[REQUIREMENT]: I would like every line of the records below that contains the word "target" copied.

[Recorded data]:
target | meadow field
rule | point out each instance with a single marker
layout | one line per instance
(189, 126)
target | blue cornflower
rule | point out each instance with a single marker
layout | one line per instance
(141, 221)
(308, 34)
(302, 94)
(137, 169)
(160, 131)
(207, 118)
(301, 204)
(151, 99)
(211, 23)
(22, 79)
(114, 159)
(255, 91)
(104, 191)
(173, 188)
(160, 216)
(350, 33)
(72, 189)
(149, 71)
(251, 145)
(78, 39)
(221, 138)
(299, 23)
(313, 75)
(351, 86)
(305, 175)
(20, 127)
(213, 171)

[ANSWER TO THE EXERCISE]:
target | meadow field
target | blue cornflower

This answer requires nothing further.